Look below for the line with "Target: statue's boot". Extract that line and each one after it through the last, word for word.

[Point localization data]
BEGIN

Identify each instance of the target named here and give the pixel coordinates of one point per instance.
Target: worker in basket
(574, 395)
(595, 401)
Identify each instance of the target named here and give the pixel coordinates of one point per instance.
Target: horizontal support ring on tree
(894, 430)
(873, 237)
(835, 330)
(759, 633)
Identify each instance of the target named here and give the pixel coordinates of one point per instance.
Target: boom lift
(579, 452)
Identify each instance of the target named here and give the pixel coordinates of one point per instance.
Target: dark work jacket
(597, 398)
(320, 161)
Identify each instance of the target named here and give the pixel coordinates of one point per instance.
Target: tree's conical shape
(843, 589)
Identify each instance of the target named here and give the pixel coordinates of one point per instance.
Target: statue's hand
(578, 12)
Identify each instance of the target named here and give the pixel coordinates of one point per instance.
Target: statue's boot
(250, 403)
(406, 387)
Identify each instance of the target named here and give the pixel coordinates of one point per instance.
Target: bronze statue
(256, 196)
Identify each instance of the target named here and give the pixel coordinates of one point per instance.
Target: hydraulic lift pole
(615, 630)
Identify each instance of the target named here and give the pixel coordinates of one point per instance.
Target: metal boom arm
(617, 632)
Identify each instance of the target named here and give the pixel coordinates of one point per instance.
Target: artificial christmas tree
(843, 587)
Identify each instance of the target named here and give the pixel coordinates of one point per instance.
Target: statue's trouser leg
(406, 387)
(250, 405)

END

**EXERCISE SOLUTION**
Target: statue's boot
(250, 403)
(406, 387)
Identify each instance of the target named here and give the pixel coordinates of one point per instance.
Target: bronze statue
(256, 196)
Identify each instance of the target named here and give the pixel coordinates of one point per instance.
Target: hydraulic lift pole
(615, 630)
Identify each instance of the target named here and give the pixel coordinates of one point per instance.
Target: metal boom arm
(617, 632)
Identify each instance of the target named here and give the pixel coordinates of one point per instance.
Target: artificial christmas tree
(843, 587)
Identify each instance of the target named here and give the pixel coordinates of one point per instance.
Target: statue's trouser leg
(406, 387)
(250, 405)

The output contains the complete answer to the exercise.